[START Document excerpt]

A further advantage of the use of a nonlinear gear consists in that
the jerky switching of the auxiliary contacts when a desired
position is reached prevents the contact tongues of the auxiliary
contacts from remaining adhered to the mating contact ("sticking"),
for example as a result of a welding effect. Depending on the
embodiment of the auxiliary contacts, the auxiliary contacts have a
rotatable contact element and a stationary contact region. The
rotatable contact element wipes over the contact region in the
circumferential direction. The length of the contact region is
manufactured during fitting of the auxiliary contact and can
therefore sometimes be subject to considerable deviations from the
ideal mass and/or the ideal shape. By virtue of a corresponding
configuration of the region of the control means, the effects of
such tolerances can largely be compensated for, however.
At this juncture, a slotted-link control mechanism is mentioned as
an example of a very reliable, low-maintenance triggering of the
actuating means with a first region, a second region and possibly
further regions with the switching position detection element. In
accordance with an exemplary embodiment of the slotted-link control
mechanism, a switching journal is guided in a slot, or the slot
guides a switching journal. In other words, the control means
comprises a slotted-link control mechanism. Depending on the
embodiment of the control means, the control means can itself again
be a slotted-link control mechanism, for example for converting a
linear movement back into a rotary movement. In the normal case,
slotted-link control mechanisms are inexpensive owing to their
simplicity and can be produced economically. If required, a lever
mechanism can also be used instead of the slotted link or in
combination therewith. Furthermore, the control means or at least
one region thereof is also mounted rotatably. Moreover, the
slotted-link control mechanism can also be formed in more than one
part, for example can be assembled from a plurality of parts. Even
in the case of such an embodiment, in the case of a switching
device whose switching element identifies two defined switching
states, primarily the size and shape of the end positions of the
slotted-link control mechanism are decisive.
In order to be able to use the drive mechanism with the drive unit
of the switching device for driving flexible shafts of different
lengths without any adjustment work being required, the control
means can be designed in such a way that, even when using a
flexible shaft with a second length which is different than the
first length and therefore with a first rotary angle shift with a
different magnitude and a second rotary angle shift with a
different magnitude, again an identical indication of the switching
position detection element and therefore of the predefinable
switching state results. At this juncture, a slotted-link control
mechanism is mentioned as a representative of a large number of
possibilities of such a tolerance to altered rotary angle shifts,
the slot of the slotted-link control mechanism in a section
corresponding to a switching state being so long and/or having such
a shape that a certain rotary angle shift region can be covered
thereby without the indication of the switching position detection
element changing. In simplified terms, the slotted-link section
forming the rotary angle shift region in this case forms an
overflow in terms of control technology.

[END Document excerpt]
[START Excerpted data]

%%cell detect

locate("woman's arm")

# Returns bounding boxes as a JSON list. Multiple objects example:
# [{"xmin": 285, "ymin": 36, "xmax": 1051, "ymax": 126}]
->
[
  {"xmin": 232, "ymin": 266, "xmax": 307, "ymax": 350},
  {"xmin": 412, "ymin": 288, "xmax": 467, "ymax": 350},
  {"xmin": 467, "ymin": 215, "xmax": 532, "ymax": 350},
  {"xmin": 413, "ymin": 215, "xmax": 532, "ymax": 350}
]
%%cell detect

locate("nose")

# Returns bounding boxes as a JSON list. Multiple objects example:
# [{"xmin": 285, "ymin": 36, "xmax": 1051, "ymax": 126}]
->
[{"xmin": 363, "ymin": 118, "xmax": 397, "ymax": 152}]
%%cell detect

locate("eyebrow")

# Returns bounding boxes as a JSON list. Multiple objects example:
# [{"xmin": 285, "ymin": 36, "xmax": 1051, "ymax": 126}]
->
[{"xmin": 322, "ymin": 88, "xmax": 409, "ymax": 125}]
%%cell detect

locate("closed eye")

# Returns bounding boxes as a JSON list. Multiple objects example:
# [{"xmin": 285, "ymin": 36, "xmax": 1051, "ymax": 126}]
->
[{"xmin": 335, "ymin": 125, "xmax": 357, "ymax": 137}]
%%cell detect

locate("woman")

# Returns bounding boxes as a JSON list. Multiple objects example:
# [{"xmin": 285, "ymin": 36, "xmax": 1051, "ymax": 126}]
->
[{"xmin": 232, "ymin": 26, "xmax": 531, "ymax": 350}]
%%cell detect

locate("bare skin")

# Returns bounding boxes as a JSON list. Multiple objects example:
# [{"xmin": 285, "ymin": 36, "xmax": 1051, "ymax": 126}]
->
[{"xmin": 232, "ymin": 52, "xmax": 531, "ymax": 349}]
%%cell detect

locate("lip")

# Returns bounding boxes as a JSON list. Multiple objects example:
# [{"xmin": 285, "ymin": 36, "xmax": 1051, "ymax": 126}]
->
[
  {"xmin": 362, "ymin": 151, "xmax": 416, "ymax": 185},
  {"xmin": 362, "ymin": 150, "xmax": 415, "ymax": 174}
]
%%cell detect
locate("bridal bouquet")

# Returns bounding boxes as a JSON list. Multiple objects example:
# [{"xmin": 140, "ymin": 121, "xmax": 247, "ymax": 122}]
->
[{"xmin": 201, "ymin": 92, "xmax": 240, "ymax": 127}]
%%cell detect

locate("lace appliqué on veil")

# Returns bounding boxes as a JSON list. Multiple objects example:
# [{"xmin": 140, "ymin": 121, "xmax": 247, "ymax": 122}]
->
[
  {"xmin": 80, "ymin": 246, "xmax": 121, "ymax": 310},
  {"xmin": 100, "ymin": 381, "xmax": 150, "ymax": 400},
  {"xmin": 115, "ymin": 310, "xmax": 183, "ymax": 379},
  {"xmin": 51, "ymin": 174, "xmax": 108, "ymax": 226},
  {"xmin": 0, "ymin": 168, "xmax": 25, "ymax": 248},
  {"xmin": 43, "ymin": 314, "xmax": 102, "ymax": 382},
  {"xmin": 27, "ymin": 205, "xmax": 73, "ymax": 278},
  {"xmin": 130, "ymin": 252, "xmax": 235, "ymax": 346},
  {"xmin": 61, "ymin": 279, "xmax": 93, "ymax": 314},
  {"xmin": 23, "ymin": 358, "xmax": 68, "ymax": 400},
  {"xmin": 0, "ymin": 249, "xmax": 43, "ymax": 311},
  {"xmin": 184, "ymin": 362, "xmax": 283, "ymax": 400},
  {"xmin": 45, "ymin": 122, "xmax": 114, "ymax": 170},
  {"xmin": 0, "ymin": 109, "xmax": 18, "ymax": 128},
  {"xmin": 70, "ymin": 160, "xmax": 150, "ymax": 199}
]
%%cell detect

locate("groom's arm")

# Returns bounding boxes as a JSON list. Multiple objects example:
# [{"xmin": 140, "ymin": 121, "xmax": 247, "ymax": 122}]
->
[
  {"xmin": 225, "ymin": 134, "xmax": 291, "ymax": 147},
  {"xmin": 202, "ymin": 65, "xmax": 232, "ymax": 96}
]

[END Excerpted data]

Given instruction = Write the next part of the patent passage about the switching device's slotted-link control mechanism, picking up right after its final sentence.

The result =
If the first intermediate gear is intended to convert a rotary
movement which can be produced by the drive unit at the input
section into a linear movement, the first intermediate gear can
have at least one spindle/driver nut combination.
If required, when the first position or the second position of the
switching element is reached, at least one (electrical) limit
switch is actuable via the driver nut of the spindle/driver nut
combination, for example, a limit switch with which the event of a
predefinable position being reached is electrically readable or
detectable and transmittable. Depending on the embodiment, the
limit switch can be formed by a further auxiliary contact.
It is also conceivable for the limit switch to be arranged relative
to the driver nut of the spindle/driver nut combination in a
fitting position which is selected depending on a rotary angle
shift characteristic, in particular a total length, of the flexible
shaft. This fitting position can be taken, for example, from a
table of corresponding tested, different lengths of the flexible
shafts of this type or even of different types, for example from
different manufacturers.
A typical flexible shaft is designed to transmit a rotary movement
in a direction of rotation. If it is nevertheless operated in the
opposite direction, the torsional spring response and therefore the
rotary angle shift is often different such that they are not
suitable for use in a switching device. This is not so in the case
of the switching device according to the disclosure, which is
characterized by the fact that the flexible shaft has at least two
litz-wire layers with a different winding direction, which
litz-wire layers are provided in such a way that, given an
identical second rotary angle, the first rotary angle shift or the
second rotary angle shift during operation of the flexible shaft in
the clockwise direction deviates from the first rotary angle shift
or the second rotary angle shift during operation of the flexible
shaft in the counterclockwise direction by less than 20%. This can
be achieved, for example, by a correspondingly selected
right-to-left ratio of the litz wires, a different choice of
material, a different number of litz wires per litz-wire layer,
litz-wire diameters of different magnitudes per litz-wire layer or
a combination of these possibilities. Furthermore, it is
accordingly advantageous when the flexible shaft is protected by an
armored sheath and nevertheless provides the possibility of a small
minimum bending radius. The latter influences the ease of laying
the flexible shaft considerably.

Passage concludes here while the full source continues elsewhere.